**Your task:**
Locate each line in the material below that contains the word "border" and copy those lines.

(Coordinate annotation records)

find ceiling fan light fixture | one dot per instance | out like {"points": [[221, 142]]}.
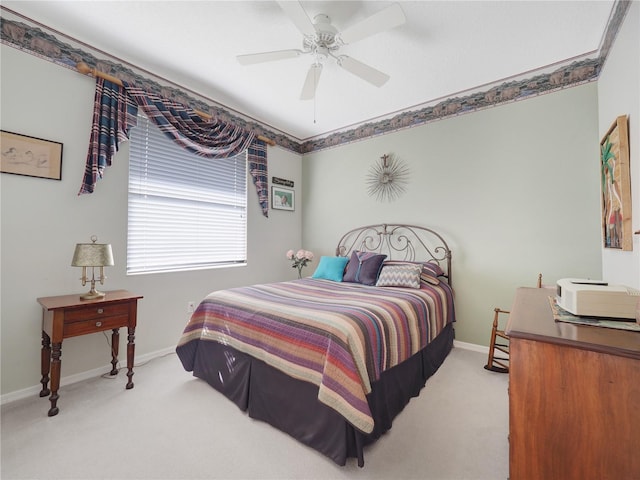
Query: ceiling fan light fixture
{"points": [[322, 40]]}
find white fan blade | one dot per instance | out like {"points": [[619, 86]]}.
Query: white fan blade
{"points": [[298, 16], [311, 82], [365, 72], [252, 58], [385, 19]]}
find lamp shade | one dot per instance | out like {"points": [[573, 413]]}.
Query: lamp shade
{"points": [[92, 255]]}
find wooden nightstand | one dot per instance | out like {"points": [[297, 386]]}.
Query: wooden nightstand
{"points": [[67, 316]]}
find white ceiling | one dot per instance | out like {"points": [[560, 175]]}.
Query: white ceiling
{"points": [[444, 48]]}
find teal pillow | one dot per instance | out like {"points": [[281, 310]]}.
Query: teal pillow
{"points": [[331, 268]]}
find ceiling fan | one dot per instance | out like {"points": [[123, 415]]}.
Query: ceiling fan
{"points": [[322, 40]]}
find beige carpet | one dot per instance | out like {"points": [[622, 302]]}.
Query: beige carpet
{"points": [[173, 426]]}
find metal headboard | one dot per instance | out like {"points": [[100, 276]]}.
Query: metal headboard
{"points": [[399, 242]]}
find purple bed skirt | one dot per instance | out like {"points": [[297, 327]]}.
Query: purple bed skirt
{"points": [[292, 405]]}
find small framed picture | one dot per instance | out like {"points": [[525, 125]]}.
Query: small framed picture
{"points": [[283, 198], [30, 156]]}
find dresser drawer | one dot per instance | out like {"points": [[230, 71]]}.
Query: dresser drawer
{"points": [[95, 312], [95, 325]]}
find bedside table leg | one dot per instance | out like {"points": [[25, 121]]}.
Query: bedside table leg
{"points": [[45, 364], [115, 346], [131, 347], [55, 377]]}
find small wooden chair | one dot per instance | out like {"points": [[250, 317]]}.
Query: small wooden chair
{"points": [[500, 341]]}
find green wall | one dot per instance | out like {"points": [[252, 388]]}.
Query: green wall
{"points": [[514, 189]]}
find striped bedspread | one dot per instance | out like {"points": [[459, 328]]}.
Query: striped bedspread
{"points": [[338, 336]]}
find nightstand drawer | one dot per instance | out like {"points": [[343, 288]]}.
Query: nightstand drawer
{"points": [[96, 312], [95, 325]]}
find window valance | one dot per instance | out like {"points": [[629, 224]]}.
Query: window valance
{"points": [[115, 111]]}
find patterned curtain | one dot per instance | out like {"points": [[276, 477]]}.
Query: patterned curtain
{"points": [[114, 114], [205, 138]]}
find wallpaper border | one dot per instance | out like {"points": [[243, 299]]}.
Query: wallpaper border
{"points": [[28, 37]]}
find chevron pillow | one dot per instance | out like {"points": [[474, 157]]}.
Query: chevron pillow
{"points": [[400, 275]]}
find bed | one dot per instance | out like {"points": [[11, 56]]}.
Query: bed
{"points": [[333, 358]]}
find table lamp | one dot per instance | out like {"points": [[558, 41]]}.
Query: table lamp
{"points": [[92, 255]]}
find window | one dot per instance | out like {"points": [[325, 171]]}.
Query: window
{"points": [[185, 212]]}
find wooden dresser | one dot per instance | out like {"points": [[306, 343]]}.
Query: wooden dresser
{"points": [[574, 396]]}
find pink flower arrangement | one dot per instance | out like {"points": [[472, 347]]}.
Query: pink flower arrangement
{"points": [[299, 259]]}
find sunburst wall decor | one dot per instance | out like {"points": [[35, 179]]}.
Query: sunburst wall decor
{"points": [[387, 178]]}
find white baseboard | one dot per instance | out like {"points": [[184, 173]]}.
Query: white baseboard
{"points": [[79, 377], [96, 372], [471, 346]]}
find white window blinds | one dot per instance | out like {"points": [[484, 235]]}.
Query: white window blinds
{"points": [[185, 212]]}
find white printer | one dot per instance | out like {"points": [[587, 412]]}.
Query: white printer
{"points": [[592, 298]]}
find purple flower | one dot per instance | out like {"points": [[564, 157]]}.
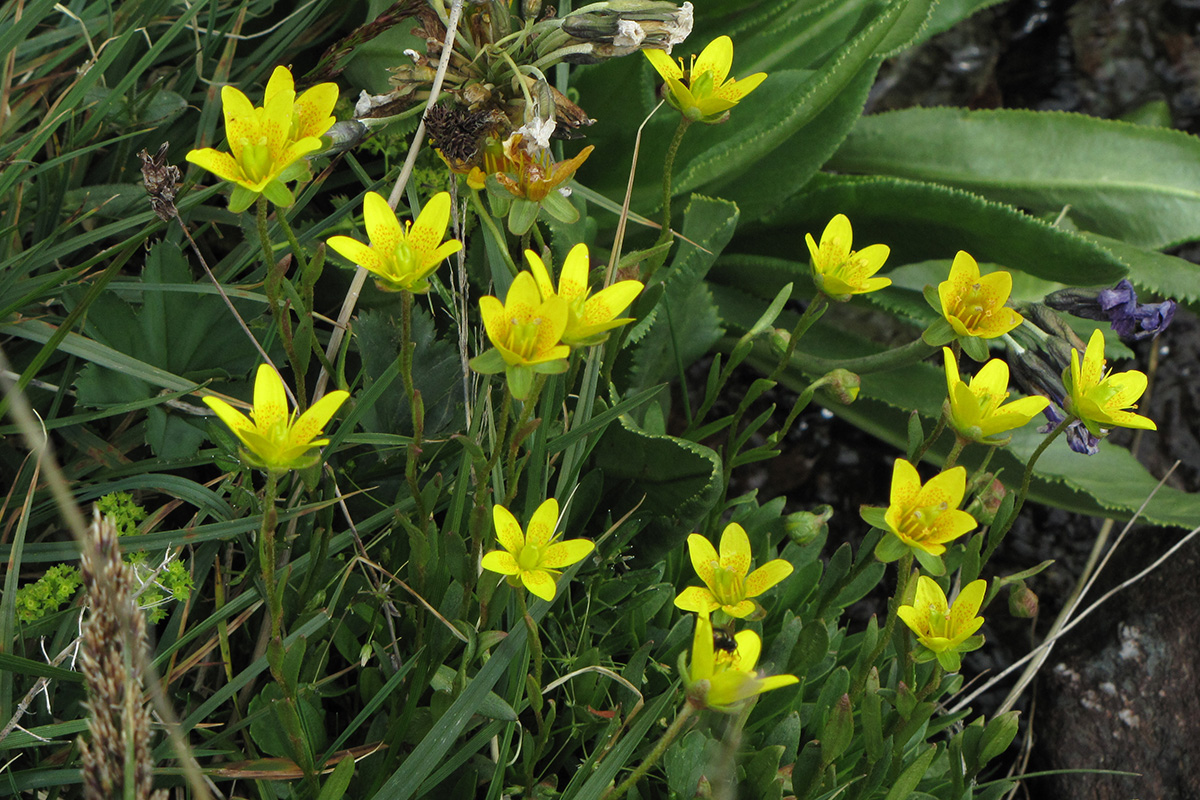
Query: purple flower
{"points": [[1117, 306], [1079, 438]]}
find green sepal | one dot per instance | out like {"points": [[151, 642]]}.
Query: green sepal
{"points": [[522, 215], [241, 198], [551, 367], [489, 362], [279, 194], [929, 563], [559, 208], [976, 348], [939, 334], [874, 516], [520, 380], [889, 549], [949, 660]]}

* * *

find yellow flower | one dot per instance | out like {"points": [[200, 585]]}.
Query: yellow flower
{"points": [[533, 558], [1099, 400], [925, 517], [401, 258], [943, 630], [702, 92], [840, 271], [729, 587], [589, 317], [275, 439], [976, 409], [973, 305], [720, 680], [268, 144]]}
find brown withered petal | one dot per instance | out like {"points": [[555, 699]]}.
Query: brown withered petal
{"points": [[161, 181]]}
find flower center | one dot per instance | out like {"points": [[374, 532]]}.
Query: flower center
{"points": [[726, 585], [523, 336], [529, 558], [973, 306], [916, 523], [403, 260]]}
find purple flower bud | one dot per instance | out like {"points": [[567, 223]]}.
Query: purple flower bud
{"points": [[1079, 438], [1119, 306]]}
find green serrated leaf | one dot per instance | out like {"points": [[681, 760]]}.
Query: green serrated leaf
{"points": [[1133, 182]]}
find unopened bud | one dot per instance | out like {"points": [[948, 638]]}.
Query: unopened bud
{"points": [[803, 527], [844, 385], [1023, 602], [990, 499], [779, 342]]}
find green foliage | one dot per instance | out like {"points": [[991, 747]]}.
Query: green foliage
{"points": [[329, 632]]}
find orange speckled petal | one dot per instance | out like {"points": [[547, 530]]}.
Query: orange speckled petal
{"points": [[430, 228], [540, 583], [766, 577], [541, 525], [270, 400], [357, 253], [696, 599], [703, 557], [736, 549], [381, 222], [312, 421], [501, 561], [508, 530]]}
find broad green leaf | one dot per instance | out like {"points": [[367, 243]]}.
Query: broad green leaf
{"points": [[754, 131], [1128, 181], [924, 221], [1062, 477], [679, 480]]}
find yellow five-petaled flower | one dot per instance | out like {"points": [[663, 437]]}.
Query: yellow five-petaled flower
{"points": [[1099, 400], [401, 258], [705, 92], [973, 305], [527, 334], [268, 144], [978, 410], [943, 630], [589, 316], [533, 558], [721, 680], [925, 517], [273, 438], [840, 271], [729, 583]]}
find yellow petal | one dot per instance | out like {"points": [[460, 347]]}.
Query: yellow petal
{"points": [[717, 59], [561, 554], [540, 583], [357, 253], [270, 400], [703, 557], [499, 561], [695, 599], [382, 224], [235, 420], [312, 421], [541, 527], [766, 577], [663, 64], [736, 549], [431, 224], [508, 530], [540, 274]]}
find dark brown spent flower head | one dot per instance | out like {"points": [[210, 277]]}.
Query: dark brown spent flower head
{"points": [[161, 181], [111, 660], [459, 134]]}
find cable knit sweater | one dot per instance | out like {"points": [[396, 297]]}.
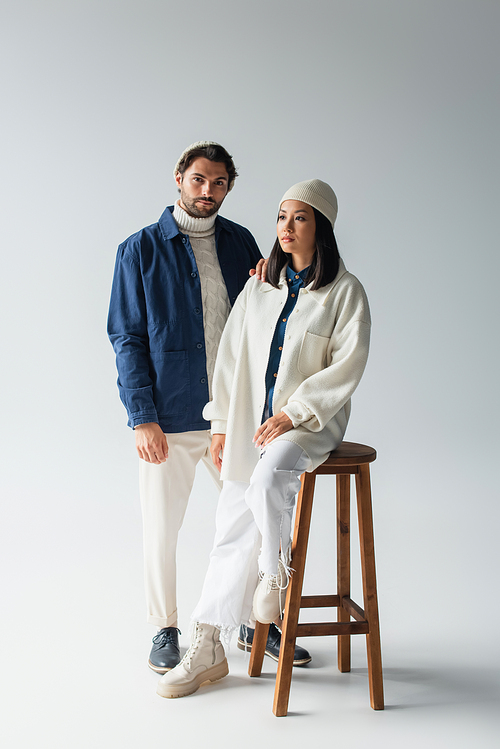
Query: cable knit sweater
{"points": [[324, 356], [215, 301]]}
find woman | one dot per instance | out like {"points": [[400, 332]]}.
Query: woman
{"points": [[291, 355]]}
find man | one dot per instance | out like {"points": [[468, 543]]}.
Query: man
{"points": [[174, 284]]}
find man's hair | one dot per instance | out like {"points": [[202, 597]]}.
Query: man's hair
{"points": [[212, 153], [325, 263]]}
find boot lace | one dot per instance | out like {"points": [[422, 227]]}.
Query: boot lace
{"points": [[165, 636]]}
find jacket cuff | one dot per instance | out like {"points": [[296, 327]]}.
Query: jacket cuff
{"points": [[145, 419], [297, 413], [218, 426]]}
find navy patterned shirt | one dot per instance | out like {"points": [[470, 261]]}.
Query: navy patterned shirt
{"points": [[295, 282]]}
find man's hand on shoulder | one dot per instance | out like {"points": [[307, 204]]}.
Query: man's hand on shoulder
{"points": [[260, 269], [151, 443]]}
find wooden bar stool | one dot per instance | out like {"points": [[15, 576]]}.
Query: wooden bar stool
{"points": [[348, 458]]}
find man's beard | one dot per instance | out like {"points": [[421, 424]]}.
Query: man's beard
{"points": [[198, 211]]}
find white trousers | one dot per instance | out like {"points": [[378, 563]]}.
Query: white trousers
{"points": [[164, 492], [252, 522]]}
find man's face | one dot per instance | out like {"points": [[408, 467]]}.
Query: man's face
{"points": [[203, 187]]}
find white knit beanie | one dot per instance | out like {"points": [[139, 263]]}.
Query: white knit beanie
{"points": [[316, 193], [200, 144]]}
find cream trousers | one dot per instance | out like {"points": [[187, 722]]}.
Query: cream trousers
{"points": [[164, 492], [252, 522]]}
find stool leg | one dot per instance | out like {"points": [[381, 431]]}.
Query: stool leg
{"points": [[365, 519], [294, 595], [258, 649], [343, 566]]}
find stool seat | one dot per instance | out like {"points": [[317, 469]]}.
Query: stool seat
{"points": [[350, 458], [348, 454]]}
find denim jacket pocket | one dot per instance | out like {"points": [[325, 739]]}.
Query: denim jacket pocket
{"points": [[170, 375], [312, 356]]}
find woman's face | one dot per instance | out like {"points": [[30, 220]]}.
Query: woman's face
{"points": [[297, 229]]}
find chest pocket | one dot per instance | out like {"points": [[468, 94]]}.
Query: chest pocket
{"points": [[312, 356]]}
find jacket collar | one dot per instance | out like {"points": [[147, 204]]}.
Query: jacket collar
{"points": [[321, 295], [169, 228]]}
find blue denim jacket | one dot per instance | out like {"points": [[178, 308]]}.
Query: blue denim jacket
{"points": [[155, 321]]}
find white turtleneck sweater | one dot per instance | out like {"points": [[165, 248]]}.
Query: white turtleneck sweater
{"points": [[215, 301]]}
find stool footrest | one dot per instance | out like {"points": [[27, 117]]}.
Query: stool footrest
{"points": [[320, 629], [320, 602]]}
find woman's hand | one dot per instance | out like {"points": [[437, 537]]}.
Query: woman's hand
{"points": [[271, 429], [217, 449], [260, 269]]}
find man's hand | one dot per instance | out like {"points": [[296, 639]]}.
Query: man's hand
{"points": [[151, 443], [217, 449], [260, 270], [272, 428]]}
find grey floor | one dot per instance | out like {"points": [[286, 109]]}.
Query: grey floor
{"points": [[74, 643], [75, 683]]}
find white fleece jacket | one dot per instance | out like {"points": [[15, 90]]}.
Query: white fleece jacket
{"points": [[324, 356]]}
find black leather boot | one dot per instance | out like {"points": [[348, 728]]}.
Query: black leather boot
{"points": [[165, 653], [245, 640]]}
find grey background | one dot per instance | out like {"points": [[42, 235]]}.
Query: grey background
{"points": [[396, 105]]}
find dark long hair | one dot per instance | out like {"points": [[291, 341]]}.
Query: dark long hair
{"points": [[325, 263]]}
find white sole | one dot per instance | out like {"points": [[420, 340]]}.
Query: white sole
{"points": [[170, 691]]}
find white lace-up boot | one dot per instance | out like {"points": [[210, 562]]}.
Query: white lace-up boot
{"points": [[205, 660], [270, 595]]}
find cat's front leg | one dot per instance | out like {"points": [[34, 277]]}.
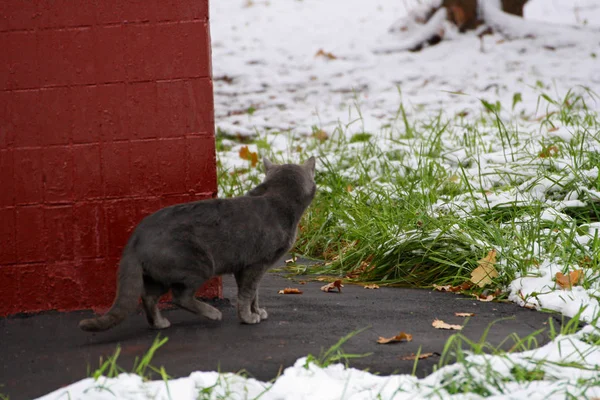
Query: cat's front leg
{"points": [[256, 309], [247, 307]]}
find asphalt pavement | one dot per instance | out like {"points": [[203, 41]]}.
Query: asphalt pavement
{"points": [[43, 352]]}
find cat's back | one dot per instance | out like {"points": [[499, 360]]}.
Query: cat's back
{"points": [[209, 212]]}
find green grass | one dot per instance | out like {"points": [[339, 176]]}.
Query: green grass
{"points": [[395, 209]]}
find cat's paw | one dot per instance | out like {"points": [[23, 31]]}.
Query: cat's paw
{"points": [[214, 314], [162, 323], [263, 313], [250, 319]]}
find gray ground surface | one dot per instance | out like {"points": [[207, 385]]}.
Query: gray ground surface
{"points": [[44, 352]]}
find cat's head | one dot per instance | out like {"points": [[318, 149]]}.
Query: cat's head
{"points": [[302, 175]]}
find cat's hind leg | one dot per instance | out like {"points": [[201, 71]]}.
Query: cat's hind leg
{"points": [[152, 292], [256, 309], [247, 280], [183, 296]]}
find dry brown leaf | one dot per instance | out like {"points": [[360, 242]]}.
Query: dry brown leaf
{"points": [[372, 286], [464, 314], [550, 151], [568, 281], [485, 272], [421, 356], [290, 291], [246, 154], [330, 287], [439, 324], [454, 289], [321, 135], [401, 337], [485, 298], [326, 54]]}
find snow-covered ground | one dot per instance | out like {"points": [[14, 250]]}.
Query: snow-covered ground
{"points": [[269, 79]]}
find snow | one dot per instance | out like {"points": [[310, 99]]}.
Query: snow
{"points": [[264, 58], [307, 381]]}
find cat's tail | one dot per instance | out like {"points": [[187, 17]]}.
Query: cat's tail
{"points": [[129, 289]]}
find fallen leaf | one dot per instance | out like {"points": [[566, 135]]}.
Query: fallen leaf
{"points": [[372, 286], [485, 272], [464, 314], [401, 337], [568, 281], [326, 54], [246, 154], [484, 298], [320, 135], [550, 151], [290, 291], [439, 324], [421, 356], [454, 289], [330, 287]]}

* * *

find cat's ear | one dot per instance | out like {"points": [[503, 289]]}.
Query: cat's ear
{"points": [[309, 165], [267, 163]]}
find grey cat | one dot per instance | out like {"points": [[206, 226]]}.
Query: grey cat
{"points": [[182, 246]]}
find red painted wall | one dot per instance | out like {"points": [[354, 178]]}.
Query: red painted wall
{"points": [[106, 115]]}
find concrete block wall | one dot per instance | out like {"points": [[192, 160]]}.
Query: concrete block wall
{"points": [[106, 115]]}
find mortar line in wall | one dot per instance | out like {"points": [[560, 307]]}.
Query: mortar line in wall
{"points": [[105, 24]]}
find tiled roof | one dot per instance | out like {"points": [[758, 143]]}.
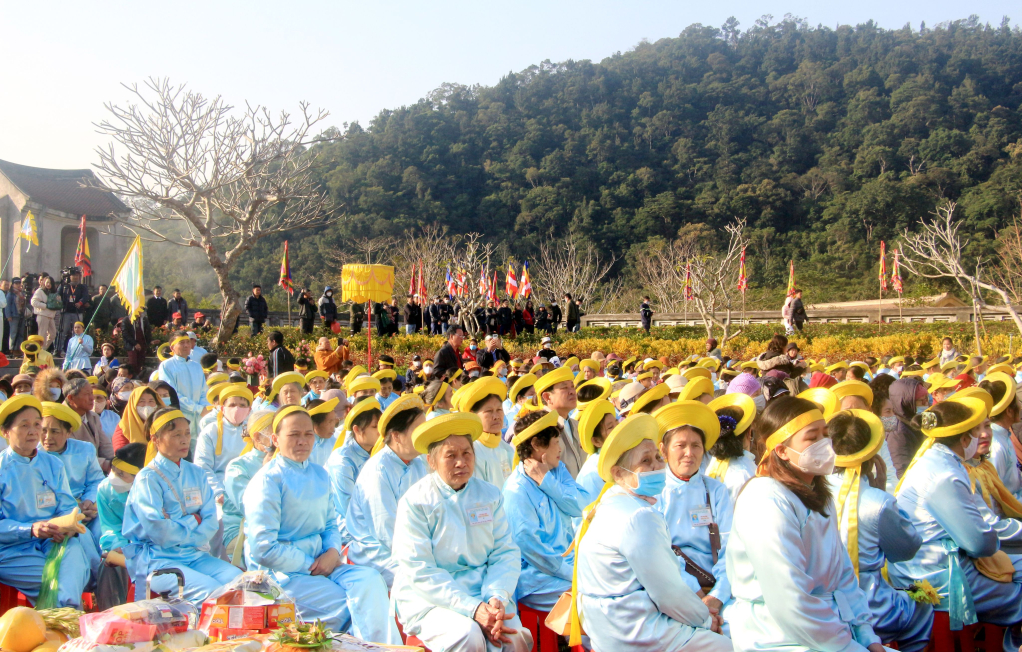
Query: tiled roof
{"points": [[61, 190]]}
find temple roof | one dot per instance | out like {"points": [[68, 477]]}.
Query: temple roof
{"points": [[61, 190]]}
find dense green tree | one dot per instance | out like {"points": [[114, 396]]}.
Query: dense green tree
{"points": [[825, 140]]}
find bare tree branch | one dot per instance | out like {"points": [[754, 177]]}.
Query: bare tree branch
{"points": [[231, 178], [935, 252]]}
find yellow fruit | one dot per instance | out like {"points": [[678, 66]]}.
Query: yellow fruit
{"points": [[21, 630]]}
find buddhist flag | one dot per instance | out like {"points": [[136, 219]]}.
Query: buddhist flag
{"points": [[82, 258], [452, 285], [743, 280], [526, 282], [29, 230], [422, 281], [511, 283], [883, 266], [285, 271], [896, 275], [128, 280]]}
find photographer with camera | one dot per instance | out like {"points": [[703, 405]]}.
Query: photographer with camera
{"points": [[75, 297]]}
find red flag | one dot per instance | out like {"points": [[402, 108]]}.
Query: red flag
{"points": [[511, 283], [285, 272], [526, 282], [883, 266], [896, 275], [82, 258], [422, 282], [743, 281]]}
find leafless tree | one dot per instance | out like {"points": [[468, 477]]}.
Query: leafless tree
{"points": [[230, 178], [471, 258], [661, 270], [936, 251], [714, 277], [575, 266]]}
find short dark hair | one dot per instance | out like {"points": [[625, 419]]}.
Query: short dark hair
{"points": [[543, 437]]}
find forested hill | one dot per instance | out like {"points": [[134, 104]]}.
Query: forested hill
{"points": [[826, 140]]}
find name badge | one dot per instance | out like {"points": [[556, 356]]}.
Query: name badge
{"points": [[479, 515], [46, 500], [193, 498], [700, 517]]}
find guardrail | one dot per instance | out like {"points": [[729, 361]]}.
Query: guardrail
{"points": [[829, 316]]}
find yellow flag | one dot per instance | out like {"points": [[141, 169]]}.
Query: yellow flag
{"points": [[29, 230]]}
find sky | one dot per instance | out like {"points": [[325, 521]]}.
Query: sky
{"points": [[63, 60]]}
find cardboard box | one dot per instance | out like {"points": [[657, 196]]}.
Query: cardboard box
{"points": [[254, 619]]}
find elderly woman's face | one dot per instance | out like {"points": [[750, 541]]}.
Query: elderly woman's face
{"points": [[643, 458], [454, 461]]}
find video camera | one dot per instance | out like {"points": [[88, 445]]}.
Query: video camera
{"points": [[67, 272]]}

**Final result:**
find wallpaper border | one dot per instance | out like {"points": [[243, 299]]}.
Query: wallpaper border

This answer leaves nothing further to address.